Your objective
Rewrite the lines of the listing from the line containing "Reviewer note: verify that every instance of the tram window" up to and including the line containing "<point>288,271</point>", replacing "tram window" with "streetcar window" and leaving everything else unchanged.

(Items from a data source)
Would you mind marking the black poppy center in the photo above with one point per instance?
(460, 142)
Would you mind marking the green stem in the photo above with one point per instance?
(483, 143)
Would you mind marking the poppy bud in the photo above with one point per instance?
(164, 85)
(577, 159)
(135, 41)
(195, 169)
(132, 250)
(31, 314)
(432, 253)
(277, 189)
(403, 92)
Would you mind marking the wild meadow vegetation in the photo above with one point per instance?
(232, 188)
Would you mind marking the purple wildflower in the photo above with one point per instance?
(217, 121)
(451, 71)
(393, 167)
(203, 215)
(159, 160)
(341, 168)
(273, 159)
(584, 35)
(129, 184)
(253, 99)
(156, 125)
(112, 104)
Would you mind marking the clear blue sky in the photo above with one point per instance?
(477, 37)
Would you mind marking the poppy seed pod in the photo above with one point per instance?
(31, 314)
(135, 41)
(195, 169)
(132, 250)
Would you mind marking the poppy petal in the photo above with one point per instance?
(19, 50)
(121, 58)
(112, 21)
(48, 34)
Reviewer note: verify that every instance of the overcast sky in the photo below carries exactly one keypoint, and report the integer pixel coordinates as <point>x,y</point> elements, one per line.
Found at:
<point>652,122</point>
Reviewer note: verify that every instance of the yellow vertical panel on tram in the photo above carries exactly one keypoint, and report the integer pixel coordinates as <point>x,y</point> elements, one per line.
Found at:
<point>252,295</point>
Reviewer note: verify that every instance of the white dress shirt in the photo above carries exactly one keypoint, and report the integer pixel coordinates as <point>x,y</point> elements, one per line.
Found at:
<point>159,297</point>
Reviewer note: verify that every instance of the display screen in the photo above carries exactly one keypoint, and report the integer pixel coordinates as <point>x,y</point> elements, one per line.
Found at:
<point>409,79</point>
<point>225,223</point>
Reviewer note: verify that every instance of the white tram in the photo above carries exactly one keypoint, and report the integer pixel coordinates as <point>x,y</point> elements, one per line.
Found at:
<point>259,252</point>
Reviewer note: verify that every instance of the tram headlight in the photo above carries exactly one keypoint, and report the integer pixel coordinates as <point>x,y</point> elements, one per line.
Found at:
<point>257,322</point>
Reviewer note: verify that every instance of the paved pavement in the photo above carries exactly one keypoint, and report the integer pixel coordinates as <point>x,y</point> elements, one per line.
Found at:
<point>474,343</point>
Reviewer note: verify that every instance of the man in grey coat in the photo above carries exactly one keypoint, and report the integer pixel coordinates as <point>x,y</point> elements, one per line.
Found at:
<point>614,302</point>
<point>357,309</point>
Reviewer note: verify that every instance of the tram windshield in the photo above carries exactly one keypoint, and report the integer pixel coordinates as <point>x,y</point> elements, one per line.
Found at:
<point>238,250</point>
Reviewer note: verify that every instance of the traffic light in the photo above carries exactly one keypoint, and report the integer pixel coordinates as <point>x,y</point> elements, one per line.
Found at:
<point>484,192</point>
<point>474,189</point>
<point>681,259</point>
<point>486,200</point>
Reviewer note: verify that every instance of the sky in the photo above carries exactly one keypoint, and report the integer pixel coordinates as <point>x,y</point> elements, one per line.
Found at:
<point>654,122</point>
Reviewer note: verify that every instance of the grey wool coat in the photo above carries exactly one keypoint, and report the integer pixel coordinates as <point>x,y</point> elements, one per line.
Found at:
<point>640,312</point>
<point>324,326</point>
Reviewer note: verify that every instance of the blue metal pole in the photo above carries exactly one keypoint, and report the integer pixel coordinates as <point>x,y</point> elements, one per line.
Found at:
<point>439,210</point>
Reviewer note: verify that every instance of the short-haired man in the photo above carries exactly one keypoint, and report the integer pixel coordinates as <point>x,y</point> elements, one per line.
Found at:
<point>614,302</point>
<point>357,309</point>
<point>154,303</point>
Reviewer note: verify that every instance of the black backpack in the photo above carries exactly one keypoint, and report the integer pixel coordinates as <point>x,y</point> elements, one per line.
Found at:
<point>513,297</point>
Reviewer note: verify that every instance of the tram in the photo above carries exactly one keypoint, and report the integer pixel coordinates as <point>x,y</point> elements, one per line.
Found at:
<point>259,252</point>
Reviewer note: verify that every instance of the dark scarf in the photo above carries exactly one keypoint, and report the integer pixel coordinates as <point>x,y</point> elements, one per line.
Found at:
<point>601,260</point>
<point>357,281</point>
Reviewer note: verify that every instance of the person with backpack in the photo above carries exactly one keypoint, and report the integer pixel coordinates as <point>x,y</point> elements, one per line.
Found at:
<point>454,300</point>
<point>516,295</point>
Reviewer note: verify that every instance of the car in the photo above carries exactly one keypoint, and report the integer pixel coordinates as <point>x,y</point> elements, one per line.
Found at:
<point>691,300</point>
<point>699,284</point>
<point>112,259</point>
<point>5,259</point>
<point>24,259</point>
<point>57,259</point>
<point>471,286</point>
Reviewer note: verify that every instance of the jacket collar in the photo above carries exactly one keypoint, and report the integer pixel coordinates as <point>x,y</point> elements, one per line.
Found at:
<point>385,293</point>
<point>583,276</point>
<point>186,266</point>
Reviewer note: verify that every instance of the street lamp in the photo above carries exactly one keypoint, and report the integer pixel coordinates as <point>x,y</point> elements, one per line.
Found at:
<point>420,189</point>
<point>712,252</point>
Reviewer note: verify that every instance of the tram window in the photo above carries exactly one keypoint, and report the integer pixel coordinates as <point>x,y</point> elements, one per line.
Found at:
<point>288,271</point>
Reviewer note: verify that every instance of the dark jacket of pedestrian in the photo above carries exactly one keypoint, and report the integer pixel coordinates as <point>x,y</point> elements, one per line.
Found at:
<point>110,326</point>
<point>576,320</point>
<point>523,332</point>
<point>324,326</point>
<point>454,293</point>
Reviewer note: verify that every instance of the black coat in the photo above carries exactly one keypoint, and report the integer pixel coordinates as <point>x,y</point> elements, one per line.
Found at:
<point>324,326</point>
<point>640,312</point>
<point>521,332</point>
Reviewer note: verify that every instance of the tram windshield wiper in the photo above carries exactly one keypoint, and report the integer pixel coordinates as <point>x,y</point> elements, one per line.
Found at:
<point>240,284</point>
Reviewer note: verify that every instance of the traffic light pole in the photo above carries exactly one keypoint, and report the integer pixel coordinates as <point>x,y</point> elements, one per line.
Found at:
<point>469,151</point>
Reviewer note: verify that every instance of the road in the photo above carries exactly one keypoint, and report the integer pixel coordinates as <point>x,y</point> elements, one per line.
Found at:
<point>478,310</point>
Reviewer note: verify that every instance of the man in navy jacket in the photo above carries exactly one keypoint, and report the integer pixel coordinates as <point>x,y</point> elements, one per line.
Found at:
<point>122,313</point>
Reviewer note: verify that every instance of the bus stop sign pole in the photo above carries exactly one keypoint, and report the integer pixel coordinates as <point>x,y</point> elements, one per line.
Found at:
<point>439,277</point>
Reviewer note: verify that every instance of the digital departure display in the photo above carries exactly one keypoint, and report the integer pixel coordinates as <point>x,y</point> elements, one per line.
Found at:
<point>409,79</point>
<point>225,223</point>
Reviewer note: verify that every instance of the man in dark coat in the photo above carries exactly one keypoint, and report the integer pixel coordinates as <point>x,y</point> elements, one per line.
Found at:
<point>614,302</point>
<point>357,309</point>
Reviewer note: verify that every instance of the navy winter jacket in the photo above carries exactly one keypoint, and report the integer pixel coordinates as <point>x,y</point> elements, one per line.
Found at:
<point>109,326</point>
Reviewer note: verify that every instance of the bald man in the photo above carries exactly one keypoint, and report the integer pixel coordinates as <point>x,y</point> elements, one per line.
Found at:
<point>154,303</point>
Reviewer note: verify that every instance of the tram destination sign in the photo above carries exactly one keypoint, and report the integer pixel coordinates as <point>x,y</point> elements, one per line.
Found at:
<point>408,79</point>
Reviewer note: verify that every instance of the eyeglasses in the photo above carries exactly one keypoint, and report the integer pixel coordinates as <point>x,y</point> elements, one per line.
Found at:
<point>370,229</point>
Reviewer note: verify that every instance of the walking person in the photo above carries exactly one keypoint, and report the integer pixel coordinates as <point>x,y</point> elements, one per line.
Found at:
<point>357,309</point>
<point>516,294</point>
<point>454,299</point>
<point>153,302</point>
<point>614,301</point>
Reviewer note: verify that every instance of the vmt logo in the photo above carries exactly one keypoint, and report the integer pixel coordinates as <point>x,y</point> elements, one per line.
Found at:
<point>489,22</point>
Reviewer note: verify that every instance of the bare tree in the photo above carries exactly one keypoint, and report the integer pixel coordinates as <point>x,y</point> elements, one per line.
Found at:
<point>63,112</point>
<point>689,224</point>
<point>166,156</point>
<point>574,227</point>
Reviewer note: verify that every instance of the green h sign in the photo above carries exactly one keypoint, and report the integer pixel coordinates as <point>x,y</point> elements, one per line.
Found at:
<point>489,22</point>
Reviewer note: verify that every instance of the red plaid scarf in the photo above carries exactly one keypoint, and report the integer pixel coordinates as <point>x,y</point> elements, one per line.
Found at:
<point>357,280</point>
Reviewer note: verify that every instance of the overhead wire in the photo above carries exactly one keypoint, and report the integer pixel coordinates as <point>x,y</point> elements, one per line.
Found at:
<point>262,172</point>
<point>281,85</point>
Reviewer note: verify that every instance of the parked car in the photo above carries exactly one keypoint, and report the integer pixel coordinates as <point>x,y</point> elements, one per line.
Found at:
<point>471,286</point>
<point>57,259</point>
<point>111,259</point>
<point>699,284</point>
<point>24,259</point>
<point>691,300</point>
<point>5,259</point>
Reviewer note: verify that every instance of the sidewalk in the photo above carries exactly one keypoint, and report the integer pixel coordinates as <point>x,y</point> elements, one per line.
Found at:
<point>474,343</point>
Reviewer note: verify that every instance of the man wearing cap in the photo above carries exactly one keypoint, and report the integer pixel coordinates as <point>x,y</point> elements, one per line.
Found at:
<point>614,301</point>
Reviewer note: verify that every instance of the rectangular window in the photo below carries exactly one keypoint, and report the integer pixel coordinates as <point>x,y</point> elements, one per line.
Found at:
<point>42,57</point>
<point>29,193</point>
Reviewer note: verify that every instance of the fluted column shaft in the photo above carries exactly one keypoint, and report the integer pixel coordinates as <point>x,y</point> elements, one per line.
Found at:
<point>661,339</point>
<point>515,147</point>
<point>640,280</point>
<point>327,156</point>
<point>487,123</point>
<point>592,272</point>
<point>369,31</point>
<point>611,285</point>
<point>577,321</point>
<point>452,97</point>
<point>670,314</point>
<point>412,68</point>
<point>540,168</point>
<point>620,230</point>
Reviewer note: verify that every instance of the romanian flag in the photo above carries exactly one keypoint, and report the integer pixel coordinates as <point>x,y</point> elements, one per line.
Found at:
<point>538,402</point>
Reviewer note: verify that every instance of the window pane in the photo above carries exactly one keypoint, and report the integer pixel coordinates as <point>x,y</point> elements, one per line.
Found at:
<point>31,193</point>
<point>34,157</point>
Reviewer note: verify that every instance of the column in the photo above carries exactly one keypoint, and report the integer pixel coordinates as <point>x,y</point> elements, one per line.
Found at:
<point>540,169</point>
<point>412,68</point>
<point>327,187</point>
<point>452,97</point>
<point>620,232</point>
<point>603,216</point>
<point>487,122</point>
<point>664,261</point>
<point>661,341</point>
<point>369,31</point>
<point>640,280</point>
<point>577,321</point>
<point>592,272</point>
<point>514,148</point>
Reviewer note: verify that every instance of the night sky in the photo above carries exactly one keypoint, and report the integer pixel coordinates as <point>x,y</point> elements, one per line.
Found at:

Result for this task
Reviewer note: verify that every instance of the streetcar window in the photo above carries exactly one keypoint, and report the integer pixel coordinates as <point>x,y</point> elements, one per line.
Found at:
<point>288,271</point>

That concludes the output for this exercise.